- EXCERPTED RECORDS -
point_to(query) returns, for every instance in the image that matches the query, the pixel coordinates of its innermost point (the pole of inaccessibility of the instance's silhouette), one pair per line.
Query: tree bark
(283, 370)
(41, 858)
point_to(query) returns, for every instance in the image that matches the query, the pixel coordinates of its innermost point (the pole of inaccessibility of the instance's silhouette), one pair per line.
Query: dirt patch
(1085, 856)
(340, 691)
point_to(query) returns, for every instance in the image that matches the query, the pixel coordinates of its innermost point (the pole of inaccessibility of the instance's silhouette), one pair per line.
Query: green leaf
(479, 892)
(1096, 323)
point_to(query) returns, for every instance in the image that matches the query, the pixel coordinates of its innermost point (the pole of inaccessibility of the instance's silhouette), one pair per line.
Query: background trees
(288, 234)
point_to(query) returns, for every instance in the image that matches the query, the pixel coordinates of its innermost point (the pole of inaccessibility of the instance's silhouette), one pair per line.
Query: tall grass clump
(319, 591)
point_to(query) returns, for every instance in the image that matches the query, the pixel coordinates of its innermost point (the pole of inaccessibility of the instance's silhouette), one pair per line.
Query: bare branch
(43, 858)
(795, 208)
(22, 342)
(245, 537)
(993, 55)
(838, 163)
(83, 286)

- INSTRUCTION -
Lay out every line of the items above as a Markdown table with two columns, Row and Line. Number each row and leave out any blank lines.

- FULL ANSWER -
| Row | Line |
|---|---|
| 1 | point_to(query) returns, for every instance in the image that matches the query, the pixel coordinates of its innermost point (the pole of inaccessibility of the instance's silhouette), one pair per line. |
| 2 | Query: tree bark |
| 3 | (283, 370) |
| 4 | (41, 858) |
| 5 | point_to(query) returns, for every instance in the image that matches the query, the pixel coordinates of its innermost point (the pole of inaccessibility of the instance's silhouette), one pair per line. |
| 6 | Query: dirt patch |
| 7 | (1085, 856) |
| 8 | (340, 691) |
| 9 | point_to(query) returns, for every instance in the image that matches the query, the pixel coordinates of its innermost point (the pole of inaccessibility of the instance's silhouette), one pair per line. |
| 10 | Query: green leaf |
| 11 | (479, 892) |
| 12 | (1096, 323) |
| 13 | point_to(query) returns, for every instance in the image that matches the query, the pixel coordinates of its innermost point (the pole of inaccessibility of the instance's silhouette), one pair per line. |
| 14 | Query: background trees |
| 15 | (288, 234) |
| 16 | point_to(query) returns, for every instance in the image that matches the query, the pixel coordinates of its innermost point (the pole of inaccessibility of the instance's silhouette), one pair per line. |
| 17 | Query: tall grass clump |
| 18 | (319, 591) |
| 19 | point_to(query) returns, for every instance in the image that matches the query, the pixel coordinates of its innermost point (the pole of inaccessibility of the instance's silhouette), one pair per line. |
| 20 | Query: bare branch |
| 21 | (43, 858) |
| 22 | (795, 208) |
| 23 | (22, 342) |
| 24 | (245, 537) |
| 25 | (993, 55) |
| 26 | (838, 163) |
| 27 | (83, 286) |